**Data to examine:**
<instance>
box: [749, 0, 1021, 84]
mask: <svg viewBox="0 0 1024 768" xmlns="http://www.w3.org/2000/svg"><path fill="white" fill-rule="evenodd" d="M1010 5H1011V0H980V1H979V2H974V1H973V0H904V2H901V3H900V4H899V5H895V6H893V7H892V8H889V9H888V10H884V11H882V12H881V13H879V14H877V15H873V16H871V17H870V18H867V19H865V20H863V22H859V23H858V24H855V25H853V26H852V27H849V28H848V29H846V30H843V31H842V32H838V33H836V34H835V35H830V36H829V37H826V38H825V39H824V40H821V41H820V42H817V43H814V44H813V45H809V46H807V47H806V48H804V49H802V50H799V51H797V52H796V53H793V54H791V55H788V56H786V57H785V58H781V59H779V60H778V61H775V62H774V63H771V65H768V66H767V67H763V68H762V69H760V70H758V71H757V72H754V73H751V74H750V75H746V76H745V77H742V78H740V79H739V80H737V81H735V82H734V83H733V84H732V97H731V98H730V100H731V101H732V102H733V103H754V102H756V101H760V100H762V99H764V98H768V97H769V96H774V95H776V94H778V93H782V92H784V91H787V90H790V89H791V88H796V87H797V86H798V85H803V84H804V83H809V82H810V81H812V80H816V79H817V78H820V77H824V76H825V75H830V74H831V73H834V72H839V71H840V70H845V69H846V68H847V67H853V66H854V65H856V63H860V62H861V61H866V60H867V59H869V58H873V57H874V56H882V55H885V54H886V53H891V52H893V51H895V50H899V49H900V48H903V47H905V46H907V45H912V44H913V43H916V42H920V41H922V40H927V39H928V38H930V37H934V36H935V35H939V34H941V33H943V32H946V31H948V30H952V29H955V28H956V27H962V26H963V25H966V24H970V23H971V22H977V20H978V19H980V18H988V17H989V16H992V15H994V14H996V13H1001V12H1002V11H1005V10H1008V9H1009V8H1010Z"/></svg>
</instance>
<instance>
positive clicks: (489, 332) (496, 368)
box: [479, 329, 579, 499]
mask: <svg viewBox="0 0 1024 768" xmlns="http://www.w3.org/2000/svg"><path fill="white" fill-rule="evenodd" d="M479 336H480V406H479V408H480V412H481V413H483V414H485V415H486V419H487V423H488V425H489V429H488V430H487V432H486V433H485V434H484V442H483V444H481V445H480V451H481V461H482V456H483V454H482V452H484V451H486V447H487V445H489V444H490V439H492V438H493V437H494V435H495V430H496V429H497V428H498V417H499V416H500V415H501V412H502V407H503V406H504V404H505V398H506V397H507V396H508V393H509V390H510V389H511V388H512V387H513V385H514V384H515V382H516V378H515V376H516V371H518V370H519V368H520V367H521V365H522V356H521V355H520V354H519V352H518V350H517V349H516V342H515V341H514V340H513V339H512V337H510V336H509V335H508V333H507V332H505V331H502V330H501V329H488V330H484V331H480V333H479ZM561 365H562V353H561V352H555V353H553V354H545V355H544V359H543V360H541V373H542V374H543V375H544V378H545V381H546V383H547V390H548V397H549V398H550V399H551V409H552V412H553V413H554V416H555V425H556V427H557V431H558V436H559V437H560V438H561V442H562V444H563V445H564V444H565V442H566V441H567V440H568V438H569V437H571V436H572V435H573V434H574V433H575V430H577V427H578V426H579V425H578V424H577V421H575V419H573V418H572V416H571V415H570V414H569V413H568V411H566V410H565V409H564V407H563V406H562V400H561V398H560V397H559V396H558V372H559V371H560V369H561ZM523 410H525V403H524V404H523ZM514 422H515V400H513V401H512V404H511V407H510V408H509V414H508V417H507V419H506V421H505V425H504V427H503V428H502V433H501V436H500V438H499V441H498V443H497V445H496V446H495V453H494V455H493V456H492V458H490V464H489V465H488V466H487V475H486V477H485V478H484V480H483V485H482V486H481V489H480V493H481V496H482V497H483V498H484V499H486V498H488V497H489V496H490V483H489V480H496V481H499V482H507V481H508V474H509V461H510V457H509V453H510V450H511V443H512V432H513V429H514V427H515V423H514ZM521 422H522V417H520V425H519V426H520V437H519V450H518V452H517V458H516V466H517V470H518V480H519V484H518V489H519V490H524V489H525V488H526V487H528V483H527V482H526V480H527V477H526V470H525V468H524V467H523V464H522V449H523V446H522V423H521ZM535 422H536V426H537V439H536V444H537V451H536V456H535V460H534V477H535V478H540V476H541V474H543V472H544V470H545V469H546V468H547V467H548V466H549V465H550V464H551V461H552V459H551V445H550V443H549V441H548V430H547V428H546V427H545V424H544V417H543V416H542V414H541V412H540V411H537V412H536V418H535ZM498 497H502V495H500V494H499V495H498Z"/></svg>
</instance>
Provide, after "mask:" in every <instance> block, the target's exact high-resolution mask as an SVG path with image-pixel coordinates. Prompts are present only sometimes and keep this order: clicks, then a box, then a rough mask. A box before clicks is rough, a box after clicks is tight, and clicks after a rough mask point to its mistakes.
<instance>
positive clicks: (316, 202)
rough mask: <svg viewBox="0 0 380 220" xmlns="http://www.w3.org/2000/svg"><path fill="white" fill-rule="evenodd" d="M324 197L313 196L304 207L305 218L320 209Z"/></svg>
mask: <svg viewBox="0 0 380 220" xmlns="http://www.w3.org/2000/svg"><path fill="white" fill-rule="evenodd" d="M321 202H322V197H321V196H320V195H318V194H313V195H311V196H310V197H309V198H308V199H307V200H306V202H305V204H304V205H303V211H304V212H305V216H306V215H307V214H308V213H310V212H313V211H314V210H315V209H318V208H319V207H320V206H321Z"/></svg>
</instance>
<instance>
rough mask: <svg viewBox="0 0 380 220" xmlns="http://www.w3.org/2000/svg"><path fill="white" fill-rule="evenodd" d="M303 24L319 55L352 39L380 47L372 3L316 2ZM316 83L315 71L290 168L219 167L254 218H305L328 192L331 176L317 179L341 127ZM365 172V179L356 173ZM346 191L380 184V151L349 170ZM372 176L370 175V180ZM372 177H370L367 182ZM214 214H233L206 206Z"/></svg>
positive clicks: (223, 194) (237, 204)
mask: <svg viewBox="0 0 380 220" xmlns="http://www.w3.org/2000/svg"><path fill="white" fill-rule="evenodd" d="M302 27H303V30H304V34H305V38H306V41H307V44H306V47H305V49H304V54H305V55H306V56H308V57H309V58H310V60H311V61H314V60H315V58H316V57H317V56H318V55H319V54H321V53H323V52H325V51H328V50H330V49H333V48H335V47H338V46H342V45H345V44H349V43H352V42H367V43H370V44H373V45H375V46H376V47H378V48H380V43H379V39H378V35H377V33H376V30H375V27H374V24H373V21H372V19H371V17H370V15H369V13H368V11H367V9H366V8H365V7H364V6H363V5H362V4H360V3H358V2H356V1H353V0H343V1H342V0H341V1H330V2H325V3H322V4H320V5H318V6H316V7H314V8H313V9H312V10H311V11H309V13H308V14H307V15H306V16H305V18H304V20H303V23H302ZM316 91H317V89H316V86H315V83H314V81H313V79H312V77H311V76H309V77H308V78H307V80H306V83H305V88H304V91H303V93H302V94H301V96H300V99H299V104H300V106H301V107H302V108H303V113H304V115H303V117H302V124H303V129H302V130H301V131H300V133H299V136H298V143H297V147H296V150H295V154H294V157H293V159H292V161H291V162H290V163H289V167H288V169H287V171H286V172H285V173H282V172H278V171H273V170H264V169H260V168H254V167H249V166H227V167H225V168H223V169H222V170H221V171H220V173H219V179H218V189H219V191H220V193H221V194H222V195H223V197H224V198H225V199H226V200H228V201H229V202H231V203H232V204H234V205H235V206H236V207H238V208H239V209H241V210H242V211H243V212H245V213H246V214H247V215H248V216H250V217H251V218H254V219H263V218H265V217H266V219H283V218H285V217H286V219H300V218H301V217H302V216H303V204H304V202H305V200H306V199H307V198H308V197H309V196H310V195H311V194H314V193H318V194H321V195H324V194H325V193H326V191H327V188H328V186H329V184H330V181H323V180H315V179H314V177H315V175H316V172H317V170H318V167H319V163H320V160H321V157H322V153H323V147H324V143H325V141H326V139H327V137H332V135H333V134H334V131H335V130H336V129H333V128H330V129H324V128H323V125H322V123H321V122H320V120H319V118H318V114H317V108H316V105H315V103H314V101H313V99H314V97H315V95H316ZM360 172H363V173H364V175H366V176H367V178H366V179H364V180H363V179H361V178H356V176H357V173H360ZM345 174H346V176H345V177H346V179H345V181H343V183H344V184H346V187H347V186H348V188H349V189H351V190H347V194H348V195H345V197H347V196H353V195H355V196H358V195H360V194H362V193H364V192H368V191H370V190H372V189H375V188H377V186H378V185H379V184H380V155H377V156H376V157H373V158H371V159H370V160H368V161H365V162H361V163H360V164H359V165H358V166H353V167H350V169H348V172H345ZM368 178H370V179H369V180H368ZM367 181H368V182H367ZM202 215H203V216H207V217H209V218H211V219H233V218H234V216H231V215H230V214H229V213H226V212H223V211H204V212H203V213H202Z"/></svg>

**Description of the task:**
Find each line in the items above that contains the word "positive" and copy those lines out in full.

**Response to the exercise:**
positive clicks: (489, 332) (496, 368)
positive clicks: (316, 202)
positive clicks: (223, 194) (237, 204)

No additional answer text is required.